# Fireplace Xtraordinair thermostat location for mod



## Fahrenheit451 (Jan 15, 2012)

I have 44 Elite by Fireplace Xtraordinair.  

It really takes a roaring fire to get the built in t-stat to kick on the fan unit.  I have considered possibly installing a bypass switch but I don't want it to run after the fire dies down in the middle of the night.

I am looking to relocate t-stat to another spot that heats up quicker.  

Have any of you done this?  Heard of any typical mods?

Perhaps something can be adjusted on this T-stat?

Or replace it with a t-stat that has a lower setting...

Anyhow, do you know where I might find the existing T-stat?  Is it near the fan speed knob?

Any thoughts on this appreciated.  Thanks.


----------



## sticks (Jan 15, 2012)

You might check with your dealer I think they have Tstat with a lower start temp. THe summer switch would be an easy way to use the blower manually but be careful. Burning so lo low that the blower doesnt come on automatically may produce creosoteby not burning hot enough to fire off the cat.


----------



## Woodrow (Jan 15, 2012)

I was just looking at the installation manual for the FPX 36 Elite and it has a procedure for checking the thermocouple that switches the fan on. You remove the right front fire brick, depress the door switch and apply a propane torch to the temp sensor metal plate. Fan should kick on within 30-60 sec.  Obviously make sure a qualified tech does it for you, but it might be a quick test to make sure it's working ok before moving it.


----------



## FPX Dude (Jan 15, 2012)

T-stat located on the right side kinda behind the first/second bricks.  Move them apart a little bit so it's not behind the bricks and more exposed directly in the box.   My buddies hit it with a propane torch to help heat up, i don't though.   So if from a cold start and with proper kindlin i can get it to start in ~25-30mins. at most, the key is a quick hot fire, make sure lots of good small-medium wood and get it blazen, then when burn down go for your first good load!

#### [Problems]
1. Pick out every line in the records below that contains the string "driveway", and copy each one.
2. Carry on the fireplace thermostat thread above, starting right after its final sentence.

#### [Exercise materials]
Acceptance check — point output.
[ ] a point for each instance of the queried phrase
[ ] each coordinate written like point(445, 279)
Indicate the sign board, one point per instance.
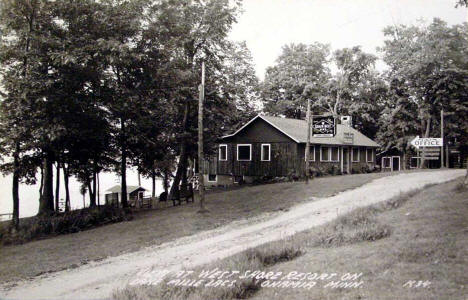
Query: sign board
point(427, 142)
point(348, 137)
point(427, 157)
point(323, 126)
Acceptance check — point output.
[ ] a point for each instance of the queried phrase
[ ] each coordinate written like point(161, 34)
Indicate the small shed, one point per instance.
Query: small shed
point(135, 194)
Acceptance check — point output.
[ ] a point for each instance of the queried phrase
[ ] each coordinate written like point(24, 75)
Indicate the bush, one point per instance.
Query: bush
point(358, 226)
point(62, 223)
point(460, 187)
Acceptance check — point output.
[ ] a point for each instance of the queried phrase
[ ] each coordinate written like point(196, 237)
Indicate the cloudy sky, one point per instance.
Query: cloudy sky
point(267, 25)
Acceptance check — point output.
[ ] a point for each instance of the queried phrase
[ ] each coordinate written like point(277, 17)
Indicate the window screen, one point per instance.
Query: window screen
point(386, 162)
point(325, 154)
point(312, 152)
point(369, 155)
point(222, 152)
point(266, 152)
point(355, 154)
point(335, 154)
point(243, 152)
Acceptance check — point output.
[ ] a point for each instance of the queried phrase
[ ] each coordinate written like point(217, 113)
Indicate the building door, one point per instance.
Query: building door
point(395, 163)
point(346, 160)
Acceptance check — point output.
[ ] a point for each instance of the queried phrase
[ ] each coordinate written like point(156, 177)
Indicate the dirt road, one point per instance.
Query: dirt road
point(96, 280)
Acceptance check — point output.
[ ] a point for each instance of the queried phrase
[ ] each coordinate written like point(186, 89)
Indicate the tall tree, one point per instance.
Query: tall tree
point(299, 70)
point(423, 60)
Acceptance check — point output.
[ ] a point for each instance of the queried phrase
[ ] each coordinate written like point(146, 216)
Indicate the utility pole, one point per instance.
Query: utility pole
point(442, 165)
point(307, 154)
point(201, 183)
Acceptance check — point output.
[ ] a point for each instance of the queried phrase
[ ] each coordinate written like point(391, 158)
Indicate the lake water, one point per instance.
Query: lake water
point(29, 194)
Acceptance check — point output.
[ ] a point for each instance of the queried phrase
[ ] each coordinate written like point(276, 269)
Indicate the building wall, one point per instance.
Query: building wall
point(283, 160)
point(286, 155)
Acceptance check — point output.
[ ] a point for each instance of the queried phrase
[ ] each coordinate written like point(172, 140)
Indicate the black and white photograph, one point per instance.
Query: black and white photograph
point(234, 149)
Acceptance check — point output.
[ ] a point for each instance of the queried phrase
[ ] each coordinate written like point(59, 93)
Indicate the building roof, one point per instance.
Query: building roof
point(130, 189)
point(297, 130)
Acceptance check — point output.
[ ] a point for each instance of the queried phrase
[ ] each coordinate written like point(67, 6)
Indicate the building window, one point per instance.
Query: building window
point(369, 155)
point(324, 154)
point(223, 152)
point(244, 152)
point(414, 163)
point(334, 153)
point(386, 162)
point(266, 152)
point(311, 153)
point(355, 154)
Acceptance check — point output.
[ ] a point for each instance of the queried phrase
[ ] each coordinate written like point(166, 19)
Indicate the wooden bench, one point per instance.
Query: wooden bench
point(185, 192)
point(146, 202)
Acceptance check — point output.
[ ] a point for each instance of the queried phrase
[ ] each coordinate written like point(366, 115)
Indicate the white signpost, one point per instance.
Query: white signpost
point(427, 142)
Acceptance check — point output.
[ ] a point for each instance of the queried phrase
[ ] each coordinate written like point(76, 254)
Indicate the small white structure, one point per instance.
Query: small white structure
point(135, 194)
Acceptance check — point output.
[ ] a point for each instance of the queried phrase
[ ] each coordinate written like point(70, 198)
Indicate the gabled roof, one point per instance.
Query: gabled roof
point(297, 130)
point(130, 189)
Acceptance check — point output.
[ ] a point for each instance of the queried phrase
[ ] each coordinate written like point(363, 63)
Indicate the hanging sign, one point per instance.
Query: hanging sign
point(323, 126)
point(427, 142)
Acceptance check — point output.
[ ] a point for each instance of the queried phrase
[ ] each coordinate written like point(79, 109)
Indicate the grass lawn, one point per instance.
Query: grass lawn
point(428, 243)
point(410, 247)
point(159, 226)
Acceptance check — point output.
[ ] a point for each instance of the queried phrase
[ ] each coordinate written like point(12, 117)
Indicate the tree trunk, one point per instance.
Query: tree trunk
point(15, 188)
point(139, 177)
point(166, 181)
point(98, 190)
point(57, 187)
point(426, 134)
point(153, 181)
point(67, 190)
point(466, 175)
point(123, 166)
point(182, 164)
point(41, 186)
point(90, 191)
point(404, 159)
point(92, 199)
point(46, 205)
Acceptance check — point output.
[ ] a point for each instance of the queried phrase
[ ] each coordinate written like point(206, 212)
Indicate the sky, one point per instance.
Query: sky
point(267, 25)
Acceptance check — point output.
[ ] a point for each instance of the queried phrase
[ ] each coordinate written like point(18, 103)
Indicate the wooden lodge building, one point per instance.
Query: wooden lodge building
point(275, 147)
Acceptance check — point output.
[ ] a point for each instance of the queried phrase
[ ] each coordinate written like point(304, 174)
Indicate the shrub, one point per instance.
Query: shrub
point(62, 223)
point(460, 187)
point(357, 226)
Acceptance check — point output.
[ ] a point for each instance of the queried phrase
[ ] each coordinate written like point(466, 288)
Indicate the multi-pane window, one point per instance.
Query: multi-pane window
point(329, 154)
point(369, 155)
point(244, 152)
point(325, 154)
point(222, 152)
point(335, 153)
point(265, 153)
point(386, 162)
point(311, 153)
point(355, 154)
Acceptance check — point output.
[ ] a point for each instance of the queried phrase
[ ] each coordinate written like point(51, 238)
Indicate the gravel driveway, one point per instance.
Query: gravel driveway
point(96, 280)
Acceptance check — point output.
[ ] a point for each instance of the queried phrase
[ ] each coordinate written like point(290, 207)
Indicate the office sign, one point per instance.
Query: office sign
point(427, 142)
point(348, 138)
point(323, 126)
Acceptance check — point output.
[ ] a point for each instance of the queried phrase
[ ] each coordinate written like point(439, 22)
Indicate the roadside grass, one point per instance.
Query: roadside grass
point(357, 226)
point(252, 259)
point(155, 227)
point(74, 221)
point(427, 243)
point(461, 187)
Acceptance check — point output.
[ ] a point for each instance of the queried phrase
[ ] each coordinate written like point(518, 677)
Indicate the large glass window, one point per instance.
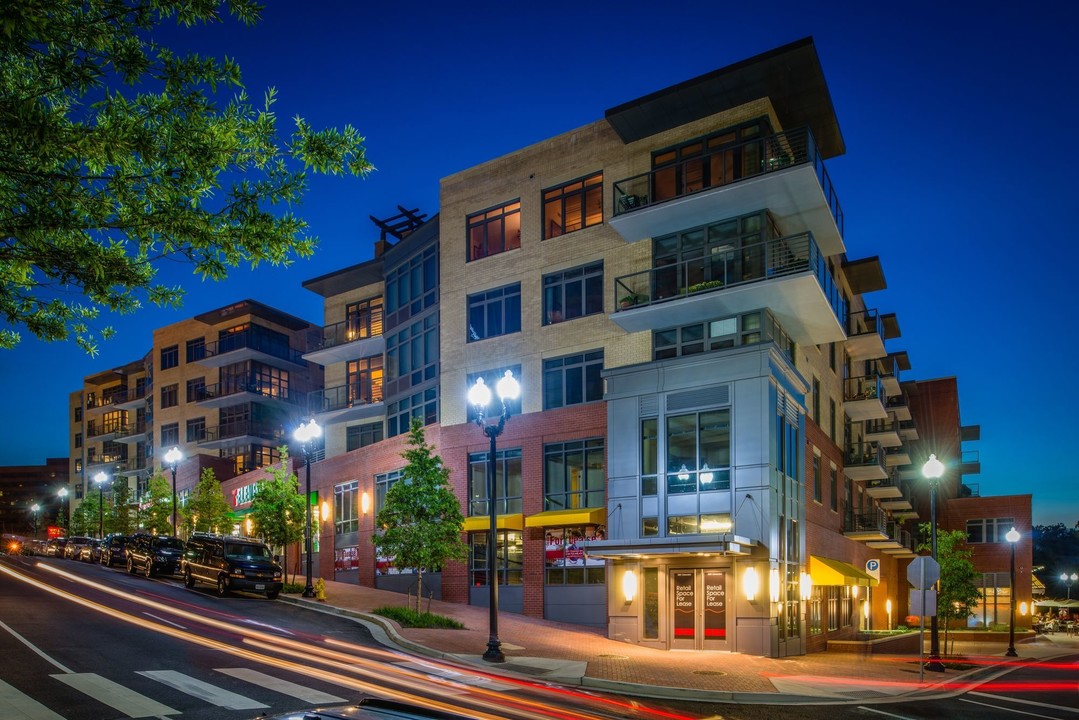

#### [Answers given]
1.
Indicate the gravel driveway, one point per instance.
Query: gravel driveway

2.
----------



## scojen (Jan 15, 2012)

during a cold start, I usually place alot of kindling right in front of the right fire brick and start it from there, so that my fan kicks on sooner.


----------



## Fahrenheit451 (Jan 16, 2012)

I slid that rightmost fire brick over two inches and it has helped the fan to kick on sooner and more frequently.

Thanks for the suggestion.

However, it still seems to me that it really does not stay on nearly enough.  With the good bed of hot coals and fire burning in there, I would think the fan would stay on the whole time.

Perhaps the very cold outdoor temps are screwing with it.  It has been single digits outside the last couple days.  So perhaps that cold air blowing across the steel is cooling it too much.

I imagine I am losing a ton of heat right out the cooling vents on the outside.  Too bad they did not engineer some sort of mechanical damper on those outside air vents for days like this.  Something that automatically opens and closes depending on temperature.


----------



## Got Wood (Jan 16, 2012)

What fan speed are you using? I find when the temps are real cold using the fan on high speed cools the fire box down pretty fast and the fan shuts off. Running the fan on low speed seems to help provide more of a consistent output


----------



## Woodrow (Jan 16, 2012)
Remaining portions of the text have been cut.